TASK TO CARRY OUT:
Among the entries below, find every line that has "forest" and pull it out.

DATA SHOWN:
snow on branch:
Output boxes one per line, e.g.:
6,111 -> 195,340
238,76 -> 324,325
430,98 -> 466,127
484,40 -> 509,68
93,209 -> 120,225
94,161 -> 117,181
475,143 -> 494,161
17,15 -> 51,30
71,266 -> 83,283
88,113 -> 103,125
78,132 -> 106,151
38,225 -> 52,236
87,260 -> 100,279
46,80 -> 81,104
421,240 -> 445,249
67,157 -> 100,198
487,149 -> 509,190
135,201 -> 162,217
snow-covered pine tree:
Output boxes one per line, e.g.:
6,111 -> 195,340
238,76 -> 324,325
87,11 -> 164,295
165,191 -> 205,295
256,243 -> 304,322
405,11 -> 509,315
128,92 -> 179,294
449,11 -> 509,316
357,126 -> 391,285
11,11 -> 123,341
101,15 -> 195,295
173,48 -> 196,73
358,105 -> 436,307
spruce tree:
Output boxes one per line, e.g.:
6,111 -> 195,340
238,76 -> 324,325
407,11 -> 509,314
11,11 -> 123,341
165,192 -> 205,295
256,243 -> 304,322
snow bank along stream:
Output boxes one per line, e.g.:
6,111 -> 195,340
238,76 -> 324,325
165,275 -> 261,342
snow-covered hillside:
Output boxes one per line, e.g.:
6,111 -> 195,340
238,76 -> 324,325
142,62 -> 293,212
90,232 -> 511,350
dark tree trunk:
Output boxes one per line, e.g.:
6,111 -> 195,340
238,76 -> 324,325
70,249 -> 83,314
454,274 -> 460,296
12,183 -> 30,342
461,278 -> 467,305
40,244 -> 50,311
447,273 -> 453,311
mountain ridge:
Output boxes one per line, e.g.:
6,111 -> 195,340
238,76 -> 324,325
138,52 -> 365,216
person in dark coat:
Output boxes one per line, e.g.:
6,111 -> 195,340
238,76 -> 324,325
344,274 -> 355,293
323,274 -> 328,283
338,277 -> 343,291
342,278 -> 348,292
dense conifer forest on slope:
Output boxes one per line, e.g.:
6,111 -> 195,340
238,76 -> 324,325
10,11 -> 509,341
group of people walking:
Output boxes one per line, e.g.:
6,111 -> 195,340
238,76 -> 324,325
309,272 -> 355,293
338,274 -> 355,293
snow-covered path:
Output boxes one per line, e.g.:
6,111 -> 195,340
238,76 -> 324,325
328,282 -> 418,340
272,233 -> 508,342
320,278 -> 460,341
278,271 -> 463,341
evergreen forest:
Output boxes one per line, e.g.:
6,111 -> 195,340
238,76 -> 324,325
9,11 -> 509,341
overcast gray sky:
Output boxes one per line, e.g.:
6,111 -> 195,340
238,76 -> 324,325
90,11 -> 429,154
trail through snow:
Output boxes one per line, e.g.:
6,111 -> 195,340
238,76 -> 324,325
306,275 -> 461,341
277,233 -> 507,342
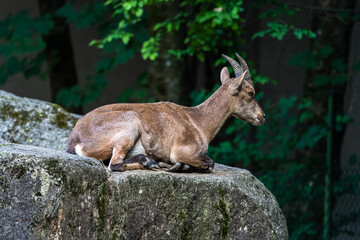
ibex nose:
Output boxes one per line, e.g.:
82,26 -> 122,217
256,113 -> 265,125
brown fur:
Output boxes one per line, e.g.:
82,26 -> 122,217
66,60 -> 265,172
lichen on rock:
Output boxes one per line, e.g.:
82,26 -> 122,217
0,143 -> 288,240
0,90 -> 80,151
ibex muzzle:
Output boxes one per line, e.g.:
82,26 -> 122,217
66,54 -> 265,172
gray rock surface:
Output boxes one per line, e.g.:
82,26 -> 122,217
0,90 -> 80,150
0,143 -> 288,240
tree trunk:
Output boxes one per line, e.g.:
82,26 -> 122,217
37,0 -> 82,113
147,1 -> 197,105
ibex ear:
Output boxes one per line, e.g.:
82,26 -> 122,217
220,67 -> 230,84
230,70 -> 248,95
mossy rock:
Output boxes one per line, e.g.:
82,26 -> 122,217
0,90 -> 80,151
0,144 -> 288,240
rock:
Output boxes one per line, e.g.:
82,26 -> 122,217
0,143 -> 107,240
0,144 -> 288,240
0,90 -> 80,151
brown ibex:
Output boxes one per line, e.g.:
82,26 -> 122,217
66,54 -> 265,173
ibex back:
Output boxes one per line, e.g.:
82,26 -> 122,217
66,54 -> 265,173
...
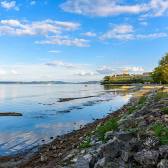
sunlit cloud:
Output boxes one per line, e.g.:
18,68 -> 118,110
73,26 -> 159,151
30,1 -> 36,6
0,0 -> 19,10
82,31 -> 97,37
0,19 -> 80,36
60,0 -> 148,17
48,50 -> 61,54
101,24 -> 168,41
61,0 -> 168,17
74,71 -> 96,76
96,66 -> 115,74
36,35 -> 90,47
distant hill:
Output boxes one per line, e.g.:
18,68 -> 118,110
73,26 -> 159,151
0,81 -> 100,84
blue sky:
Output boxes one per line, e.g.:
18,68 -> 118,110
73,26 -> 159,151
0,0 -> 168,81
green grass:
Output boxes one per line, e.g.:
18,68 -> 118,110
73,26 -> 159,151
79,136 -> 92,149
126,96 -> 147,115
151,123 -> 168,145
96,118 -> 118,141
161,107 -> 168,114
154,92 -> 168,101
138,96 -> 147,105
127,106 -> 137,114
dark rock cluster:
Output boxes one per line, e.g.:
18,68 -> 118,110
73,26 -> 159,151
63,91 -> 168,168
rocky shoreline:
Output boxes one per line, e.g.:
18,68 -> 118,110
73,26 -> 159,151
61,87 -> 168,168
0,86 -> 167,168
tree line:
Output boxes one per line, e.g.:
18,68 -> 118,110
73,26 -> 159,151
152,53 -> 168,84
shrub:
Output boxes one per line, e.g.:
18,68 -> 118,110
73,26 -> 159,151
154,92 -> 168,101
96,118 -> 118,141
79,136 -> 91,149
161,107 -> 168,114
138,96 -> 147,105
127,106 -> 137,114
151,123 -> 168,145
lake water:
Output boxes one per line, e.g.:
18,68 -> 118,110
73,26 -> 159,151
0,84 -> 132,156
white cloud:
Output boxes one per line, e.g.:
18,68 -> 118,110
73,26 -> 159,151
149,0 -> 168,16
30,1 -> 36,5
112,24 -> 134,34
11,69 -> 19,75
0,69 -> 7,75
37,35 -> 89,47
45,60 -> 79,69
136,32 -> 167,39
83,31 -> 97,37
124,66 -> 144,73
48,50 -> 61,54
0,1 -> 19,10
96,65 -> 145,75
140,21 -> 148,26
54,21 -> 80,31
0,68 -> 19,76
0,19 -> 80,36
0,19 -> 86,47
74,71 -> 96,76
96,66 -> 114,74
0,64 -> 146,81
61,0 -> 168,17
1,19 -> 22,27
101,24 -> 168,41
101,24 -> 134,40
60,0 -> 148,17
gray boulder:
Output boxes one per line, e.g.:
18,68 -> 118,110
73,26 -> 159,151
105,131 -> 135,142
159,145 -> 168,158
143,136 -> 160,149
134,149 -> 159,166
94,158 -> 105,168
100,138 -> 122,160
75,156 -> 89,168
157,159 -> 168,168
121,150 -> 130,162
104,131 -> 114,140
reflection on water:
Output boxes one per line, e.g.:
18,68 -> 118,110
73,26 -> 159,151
--
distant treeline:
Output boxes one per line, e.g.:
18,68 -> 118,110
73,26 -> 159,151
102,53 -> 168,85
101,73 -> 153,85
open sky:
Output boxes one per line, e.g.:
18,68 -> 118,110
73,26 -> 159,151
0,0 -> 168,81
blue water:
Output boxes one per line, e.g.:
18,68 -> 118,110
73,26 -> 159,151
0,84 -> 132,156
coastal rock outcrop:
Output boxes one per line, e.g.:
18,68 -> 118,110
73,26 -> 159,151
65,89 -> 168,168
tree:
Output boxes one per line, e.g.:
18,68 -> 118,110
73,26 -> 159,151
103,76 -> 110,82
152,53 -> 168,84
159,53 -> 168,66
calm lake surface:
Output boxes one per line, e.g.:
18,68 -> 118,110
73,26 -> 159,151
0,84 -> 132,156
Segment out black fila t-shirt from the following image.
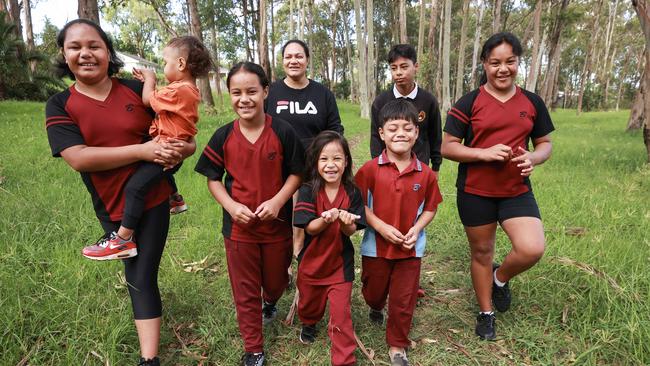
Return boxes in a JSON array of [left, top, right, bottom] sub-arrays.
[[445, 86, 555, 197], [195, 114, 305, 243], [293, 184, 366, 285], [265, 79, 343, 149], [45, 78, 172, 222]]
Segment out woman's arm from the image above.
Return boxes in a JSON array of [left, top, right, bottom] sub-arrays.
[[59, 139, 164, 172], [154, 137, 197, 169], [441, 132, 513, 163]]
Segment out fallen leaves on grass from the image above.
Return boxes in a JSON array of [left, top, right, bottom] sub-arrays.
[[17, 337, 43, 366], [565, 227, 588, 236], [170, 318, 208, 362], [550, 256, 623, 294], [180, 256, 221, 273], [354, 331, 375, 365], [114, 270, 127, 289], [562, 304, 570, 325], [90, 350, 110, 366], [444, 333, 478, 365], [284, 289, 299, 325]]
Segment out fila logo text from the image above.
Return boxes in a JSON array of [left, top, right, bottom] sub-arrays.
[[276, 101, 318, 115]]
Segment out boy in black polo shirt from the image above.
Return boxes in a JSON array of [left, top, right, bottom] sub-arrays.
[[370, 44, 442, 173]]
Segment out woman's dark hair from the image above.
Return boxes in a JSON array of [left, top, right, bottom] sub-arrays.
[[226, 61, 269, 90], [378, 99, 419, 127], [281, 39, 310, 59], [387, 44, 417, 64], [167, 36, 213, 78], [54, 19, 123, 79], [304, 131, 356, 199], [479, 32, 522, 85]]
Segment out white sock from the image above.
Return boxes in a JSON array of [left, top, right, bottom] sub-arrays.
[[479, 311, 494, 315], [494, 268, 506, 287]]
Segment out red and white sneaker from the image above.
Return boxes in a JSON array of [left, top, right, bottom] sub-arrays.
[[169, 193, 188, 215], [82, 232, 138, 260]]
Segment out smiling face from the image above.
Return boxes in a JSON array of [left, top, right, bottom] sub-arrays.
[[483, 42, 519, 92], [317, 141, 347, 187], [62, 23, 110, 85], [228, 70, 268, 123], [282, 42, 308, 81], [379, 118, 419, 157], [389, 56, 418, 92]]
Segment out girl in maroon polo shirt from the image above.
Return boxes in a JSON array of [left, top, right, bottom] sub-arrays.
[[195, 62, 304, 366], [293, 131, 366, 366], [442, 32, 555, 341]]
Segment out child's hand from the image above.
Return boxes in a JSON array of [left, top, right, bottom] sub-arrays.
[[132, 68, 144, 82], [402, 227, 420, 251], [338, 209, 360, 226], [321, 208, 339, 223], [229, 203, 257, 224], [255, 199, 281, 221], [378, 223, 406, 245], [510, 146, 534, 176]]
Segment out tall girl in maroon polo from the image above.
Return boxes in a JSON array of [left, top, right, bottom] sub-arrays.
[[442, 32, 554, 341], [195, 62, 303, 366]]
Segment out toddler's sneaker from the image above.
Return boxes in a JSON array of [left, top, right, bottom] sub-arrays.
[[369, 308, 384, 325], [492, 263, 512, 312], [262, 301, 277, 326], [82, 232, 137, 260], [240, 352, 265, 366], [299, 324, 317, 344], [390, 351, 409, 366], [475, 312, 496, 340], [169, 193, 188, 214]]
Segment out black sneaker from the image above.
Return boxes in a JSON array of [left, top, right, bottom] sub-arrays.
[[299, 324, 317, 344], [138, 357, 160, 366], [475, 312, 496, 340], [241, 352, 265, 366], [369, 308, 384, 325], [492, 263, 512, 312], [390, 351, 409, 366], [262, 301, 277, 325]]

SOLUTION TO THIS EXERCISE:
dense conifer forest on slope:
evergreen forest:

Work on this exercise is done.